2. Gerald N. Lund, Hearing the Voice of the Lord (Salt Lake City: Deseret Book, 2007), 8.

Tuesday, May 14, 2019

A Parable

A distinguished professor has a son who gets accepted to a prestigious university on the far side of the country. The son moves away from home and gets settled in a new apartment in a new city. School is hard, but he does well in his classes. He calls home every week to talk to his father, but his father never says anything. There’s just silence on the other end of the line. The young man would like to talk to his mother, but his father is a very patriarchal man and doesn’t allow his wife to talk on the phone. The son doesn’t know quite what to do when confronted with this silence, so he just talks. He tells his father about his new life, his new friends, and his studies. He has decided to major in the same subject his father has specialized in. In fact, his father once wrote a popular textbook, which is required for one of the son’s classes, so the son asks his father questions about various points he doesn’t understand. The father doesn’t answer, doesn’t explain the concepts he has written about, some of which are rather confusing. Every now and then, the son imagines he hears something on the phone, very faint, but he can’t be sure, and he can’t understand the sound he thinks he hears.
Eventually, the son runs a little short on money, as students tend to do. He feels awkward about his predicament, but he asks if his father might send him some money. Silence. Since there is no response, he takes out a student loan to stay afloat. Every now and then, however, at seemingly random intervals, a small deposit appears in his bank account. He assumes these deposits come from his father, so he calls to say thanks, but there’s no response on the other end. Once in a while, however, the father sends the son an unexpected text, but these brief messages are cryptic, almost like crossword puzzle clues, and the son doesn’t know quite what to make of them. He tries to interpret what his father is trying to say, but he usually ends up scratching his head, not really understanding these enigmatic missives. A couple of times he takes these text messages to a linguistics professor whose class he has taken. The professor comes up with an ingenious interpretation, but the son isn’t convinced the professor knows what he’s doing. As time goes on, the son feels more and more estranged from his father. He wonders whether he should just give up on the relationship, but instead he keeps making perfunctory calls, hoping that someday his father will answer him.

§ Excerpted data:
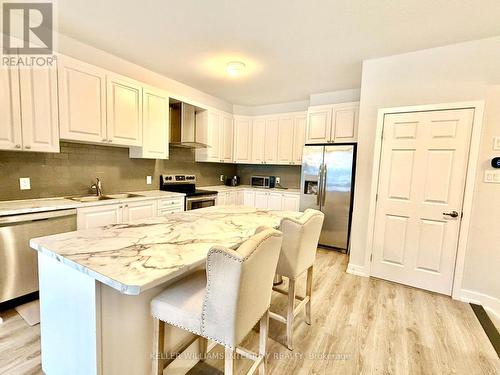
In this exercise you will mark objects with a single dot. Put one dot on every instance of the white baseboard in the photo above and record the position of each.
(490, 304)
(354, 269)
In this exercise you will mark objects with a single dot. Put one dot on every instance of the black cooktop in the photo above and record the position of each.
(188, 189)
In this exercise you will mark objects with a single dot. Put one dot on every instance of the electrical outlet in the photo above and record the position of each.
(25, 183)
(496, 143)
(492, 176)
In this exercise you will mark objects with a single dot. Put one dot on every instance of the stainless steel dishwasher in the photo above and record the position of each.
(18, 262)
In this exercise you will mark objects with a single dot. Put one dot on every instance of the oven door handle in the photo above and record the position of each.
(204, 198)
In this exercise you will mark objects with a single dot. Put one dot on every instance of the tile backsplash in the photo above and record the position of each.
(72, 171)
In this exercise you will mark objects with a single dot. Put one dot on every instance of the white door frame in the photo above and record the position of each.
(472, 166)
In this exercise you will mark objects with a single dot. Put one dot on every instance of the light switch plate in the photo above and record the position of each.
(24, 183)
(492, 176)
(496, 143)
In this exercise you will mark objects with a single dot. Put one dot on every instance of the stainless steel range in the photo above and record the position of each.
(195, 198)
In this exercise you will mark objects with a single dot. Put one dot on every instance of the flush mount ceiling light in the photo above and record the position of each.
(235, 68)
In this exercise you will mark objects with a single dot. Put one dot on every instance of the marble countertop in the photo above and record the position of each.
(17, 207)
(137, 256)
(222, 188)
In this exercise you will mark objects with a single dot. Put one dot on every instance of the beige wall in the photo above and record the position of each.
(461, 72)
(91, 55)
(72, 171)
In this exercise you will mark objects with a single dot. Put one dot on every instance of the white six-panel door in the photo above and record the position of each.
(421, 186)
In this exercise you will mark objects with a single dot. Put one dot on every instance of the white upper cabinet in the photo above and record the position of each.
(39, 111)
(82, 101)
(345, 122)
(291, 202)
(28, 109)
(213, 133)
(335, 123)
(275, 201)
(155, 126)
(299, 138)
(275, 139)
(226, 138)
(271, 141)
(124, 111)
(242, 140)
(285, 140)
(258, 140)
(216, 130)
(319, 124)
(10, 110)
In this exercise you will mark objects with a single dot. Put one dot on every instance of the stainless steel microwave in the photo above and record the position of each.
(267, 182)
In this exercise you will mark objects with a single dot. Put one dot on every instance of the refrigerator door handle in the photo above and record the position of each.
(320, 182)
(323, 189)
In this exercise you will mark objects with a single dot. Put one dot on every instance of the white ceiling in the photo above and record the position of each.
(292, 47)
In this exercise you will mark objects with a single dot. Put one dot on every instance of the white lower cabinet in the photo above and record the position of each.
(170, 205)
(124, 212)
(272, 200)
(138, 210)
(227, 198)
(261, 199)
(98, 216)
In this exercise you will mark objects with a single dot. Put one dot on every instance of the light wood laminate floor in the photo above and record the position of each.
(359, 326)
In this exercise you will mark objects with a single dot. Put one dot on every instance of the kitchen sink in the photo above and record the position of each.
(122, 196)
(90, 198)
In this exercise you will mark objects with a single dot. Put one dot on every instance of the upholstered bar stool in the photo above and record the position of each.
(224, 302)
(300, 241)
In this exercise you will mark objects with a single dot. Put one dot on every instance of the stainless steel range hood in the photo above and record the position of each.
(183, 125)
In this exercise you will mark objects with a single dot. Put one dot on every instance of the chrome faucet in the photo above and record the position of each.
(97, 187)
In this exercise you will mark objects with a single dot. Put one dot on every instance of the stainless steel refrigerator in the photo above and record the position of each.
(326, 185)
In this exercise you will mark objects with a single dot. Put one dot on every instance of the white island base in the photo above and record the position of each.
(90, 328)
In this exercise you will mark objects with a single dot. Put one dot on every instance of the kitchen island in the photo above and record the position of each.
(96, 285)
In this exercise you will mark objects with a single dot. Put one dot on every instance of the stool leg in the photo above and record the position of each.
(289, 319)
(309, 294)
(158, 346)
(263, 333)
(203, 344)
(229, 362)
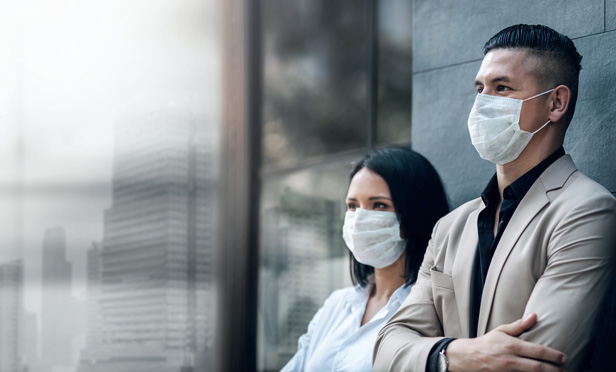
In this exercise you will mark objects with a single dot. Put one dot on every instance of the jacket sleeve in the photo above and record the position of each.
(569, 293)
(405, 342)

§ Work order A: List the things the son tells his father about during his weekly calls in the parable.
§ Work order B: In the parable, what does the son do to stay afloat when his request for money gets no response?
§ Work order C: Continue the parable about the silent father from the point where it stops.

§ Expected answer A: His new life, his new friends, and his studies.

§ Expected answer B: He takes out a student loan.

§ Expected answer C:
A friend of his father’s from his hometown comes to visit. He assures the son that his father loves him and would do anything to help him succeed at school. He claims that the father is actually answering his calls, but that the son just isn’t listening hard enough. The son doesn’t know what to make of this. He’d like to believe it, but it just doesn’t make sense to him. It seems to him that his father has just lost interest in him.
Eventually, the son nears graduation. He has done well, but he has not lined up a job, so he knows he must return home. His student debt has accumulated, so he has that to worry about. But his bigger worry is about his father. What will it be like to return home? Will his father be pleased? Will he allow him back in the house? The son isn’t sure, but he is resigned to the fact that whatever will be will be. So he dresses in his cap and gown and gets ready for the big ceremony.